YOUR ASSIGNMENT: Please reproduce the data exactly, though every picture must stay out.

DATA SUPPLIED:
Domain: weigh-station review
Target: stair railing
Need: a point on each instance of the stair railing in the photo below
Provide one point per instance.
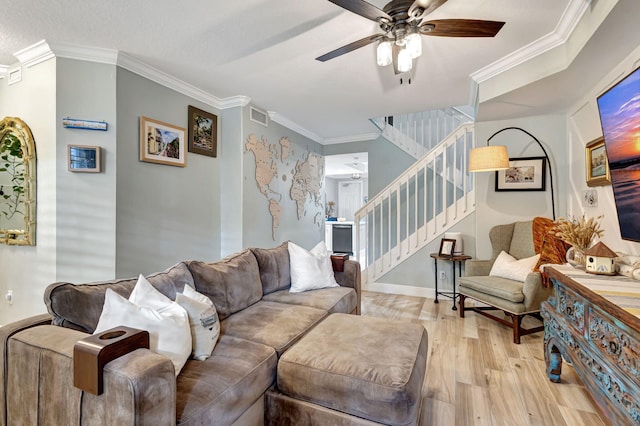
(432, 195)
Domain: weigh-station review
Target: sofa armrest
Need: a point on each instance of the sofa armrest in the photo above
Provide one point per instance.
(475, 268)
(139, 387)
(5, 333)
(534, 291)
(350, 277)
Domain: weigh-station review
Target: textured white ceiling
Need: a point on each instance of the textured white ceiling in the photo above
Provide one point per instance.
(265, 50)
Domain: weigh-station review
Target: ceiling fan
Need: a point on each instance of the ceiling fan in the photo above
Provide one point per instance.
(403, 22)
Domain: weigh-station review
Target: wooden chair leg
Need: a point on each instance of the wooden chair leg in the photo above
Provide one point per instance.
(517, 322)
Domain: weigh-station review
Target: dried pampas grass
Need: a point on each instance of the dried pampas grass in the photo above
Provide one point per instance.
(578, 231)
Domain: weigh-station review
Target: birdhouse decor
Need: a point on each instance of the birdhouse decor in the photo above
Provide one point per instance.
(599, 260)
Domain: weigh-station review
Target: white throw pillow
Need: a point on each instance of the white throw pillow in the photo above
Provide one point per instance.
(506, 266)
(203, 319)
(168, 326)
(310, 270)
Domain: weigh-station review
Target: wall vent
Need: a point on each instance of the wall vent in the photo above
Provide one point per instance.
(15, 76)
(259, 116)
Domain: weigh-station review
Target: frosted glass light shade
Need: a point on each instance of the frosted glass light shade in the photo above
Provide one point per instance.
(404, 61)
(488, 159)
(414, 45)
(384, 53)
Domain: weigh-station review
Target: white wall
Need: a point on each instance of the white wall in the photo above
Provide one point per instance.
(27, 270)
(583, 127)
(494, 208)
(86, 202)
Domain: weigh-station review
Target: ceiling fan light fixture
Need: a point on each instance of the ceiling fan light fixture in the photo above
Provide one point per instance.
(384, 53)
(414, 45)
(405, 62)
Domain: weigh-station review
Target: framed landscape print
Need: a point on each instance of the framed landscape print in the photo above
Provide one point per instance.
(162, 143)
(83, 158)
(523, 174)
(597, 165)
(203, 132)
(446, 247)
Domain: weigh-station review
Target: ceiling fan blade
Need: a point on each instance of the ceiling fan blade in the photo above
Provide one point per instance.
(349, 47)
(421, 8)
(460, 28)
(395, 50)
(362, 8)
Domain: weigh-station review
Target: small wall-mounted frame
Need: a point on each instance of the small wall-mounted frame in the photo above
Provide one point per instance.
(74, 123)
(162, 143)
(83, 158)
(447, 246)
(203, 132)
(597, 165)
(523, 174)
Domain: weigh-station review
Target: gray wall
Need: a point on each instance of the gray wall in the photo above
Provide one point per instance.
(493, 208)
(165, 214)
(231, 149)
(386, 161)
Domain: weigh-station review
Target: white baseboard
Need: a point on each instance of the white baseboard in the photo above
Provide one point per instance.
(400, 289)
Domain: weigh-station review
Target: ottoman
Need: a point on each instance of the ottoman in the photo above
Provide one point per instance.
(351, 370)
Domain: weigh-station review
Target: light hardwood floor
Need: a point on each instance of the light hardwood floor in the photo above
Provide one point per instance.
(476, 375)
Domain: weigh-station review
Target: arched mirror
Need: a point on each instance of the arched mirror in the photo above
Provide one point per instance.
(17, 183)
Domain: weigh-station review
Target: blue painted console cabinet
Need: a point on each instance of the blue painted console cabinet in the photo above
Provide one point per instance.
(594, 322)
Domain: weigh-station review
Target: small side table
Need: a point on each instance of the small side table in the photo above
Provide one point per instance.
(456, 258)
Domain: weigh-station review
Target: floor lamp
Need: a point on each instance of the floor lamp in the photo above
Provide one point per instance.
(494, 158)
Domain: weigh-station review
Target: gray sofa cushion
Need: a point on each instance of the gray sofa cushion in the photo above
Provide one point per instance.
(365, 366)
(78, 306)
(333, 300)
(522, 240)
(273, 324)
(275, 273)
(232, 283)
(501, 288)
(220, 389)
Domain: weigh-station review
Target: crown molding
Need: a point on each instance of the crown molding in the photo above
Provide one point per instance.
(139, 67)
(84, 53)
(353, 138)
(42, 51)
(570, 18)
(35, 54)
(284, 121)
(235, 101)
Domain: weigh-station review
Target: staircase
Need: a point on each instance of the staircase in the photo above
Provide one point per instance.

RESULT OF THIS EXERCISE:
Domain: weigh-station review
Target: stair railing
Need: a point on each instance of the stair railing in the photo below
Provide one point per instance.
(432, 195)
Domain: weigh-station review
Target: sofa armrest
Need: a point on each instance of the sofa armrest in the photo above
Provide one point per instance.
(475, 268)
(139, 387)
(5, 333)
(534, 291)
(350, 277)
Domain: weigh-station review
Target: textured white ceiling
Need: a point on each instance of the textured white ceiling in the photo above
Provide one point per instance.
(265, 50)
Domain: weigh-station review
Target: ceiling fan
Need: a point on each instance of the ceiling fan in the photo above
Provide one point per instance.
(403, 22)
Domain: weigh-station review
Target: wooden chair leg
Need: a point on each instance of the wooden chair leg in the photo above
Provide one point per instance.
(517, 322)
Domain: weigh-station review
Target: dried pampas grass
Need: a point on each instance of the dried pampas grass in the photo above
Provide one point per instance.
(578, 231)
Domain: weigh-station review
Target: birdhouse decor
Need: a point on each instance of the birdhouse decor in the photo above
Provide one point per instance.
(599, 260)
Domain: weigh-station review
Target: white throw pillow
Need: a point on each instance of the white throw pillow in the photo above
Provide one point per instance.
(506, 266)
(203, 319)
(168, 326)
(310, 270)
Domain: weigh-station review
Target: wall vent
Need: a point on each instance of the wall vent in the photo above
Provide one point per instance.
(15, 76)
(259, 116)
Domain: weigh-station review
Target: frosted glass light shade
Need: a point on each instance of the frosted glass light shade in the photo above
Provide one point per instance.
(404, 61)
(488, 159)
(414, 45)
(384, 53)
Domain: weigh-station review
Target: white wall
Need: a point on each instance of the white wall in the photo above
Provide one point per instance.
(27, 270)
(583, 127)
(494, 208)
(86, 202)
Domain: weigh-station review
Target: ceiling fan light fixture
Need: a point on each instance of the ceiling fan light fixture in the photo above
Provide one point per instance.
(384, 53)
(414, 45)
(405, 62)
Domain: weigh-station review
Target: framed landscape print
Need: a point on each instance of the framed landscape print in the photo above
Provide one point per instance.
(162, 143)
(83, 158)
(523, 174)
(597, 165)
(203, 132)
(446, 247)
Domain: weigh-station review
Target: ceiling fan blade
Need: a point on each instance of the ceiling fan blade in the photo above
Provide one point per instance.
(349, 47)
(421, 8)
(460, 28)
(395, 50)
(362, 8)
Domain: weigh-station review
Target: small wall-mounted frame
Need: a point on each instance of the small wall-mounted frame in the photo above
Provide one point per instance.
(74, 123)
(162, 143)
(83, 158)
(447, 246)
(203, 132)
(597, 165)
(523, 174)
Domain: weigh-station review
Target: gray wall
Need: a point on each instance of the gray wall in the photo above
Provide one point per instance.
(493, 208)
(165, 214)
(231, 149)
(386, 161)
Domain: weigh-station review
Target: white baseboard
Need: a point on each instance of the white baseboard in the photo above
Provide one point per instance.
(400, 289)
Domain: weigh-station review
Target: ottoman
Need: a point on each instance of the ottoman in the photo above
Provide one point per instance.
(351, 370)
Domain: weigh-station review
Target: light hardwood floor
Need: a point on each instance of the light hardwood floor in the photo above
Provide one point per instance.
(476, 375)
Domain: weigh-station review
Target: arched mirror
Need: a point on each instance of the arched mirror in the photo above
Provide one point per instance.
(17, 183)
Domain: weigh-station review
Target: blue painted console cabinet
Need: a point on each instance of the blue painted console cabinet in the photo above
Provide one point per instance.
(594, 322)
Domain: weigh-station review
Target: small side table
Need: a point on each instance of the small side table in the photo above
Provide one point per instance.
(456, 258)
Domain: weigh-station review
Target: floor lamp
Need: a point on each instance of the floor lamp in the photo above
Provide one point per instance.
(494, 158)
Domain: weigh-station review
Target: gray sofa cushion
Need: a point on each instance of the gray sofa cushion in the photo above
Provide one point per instance.
(365, 366)
(78, 306)
(333, 300)
(522, 240)
(273, 324)
(275, 273)
(232, 283)
(501, 288)
(220, 389)
Domain: weigh-station review
Target: crown molding
Need: a point on each instance of the crown molding in the photo above
Provide one point per instance.
(139, 67)
(84, 53)
(353, 138)
(42, 51)
(570, 18)
(35, 54)
(284, 121)
(235, 101)
Domain: weigh-station review
Target: staircase
Need: a point on each instance of the staircase in the photo above
Provide one point per instance.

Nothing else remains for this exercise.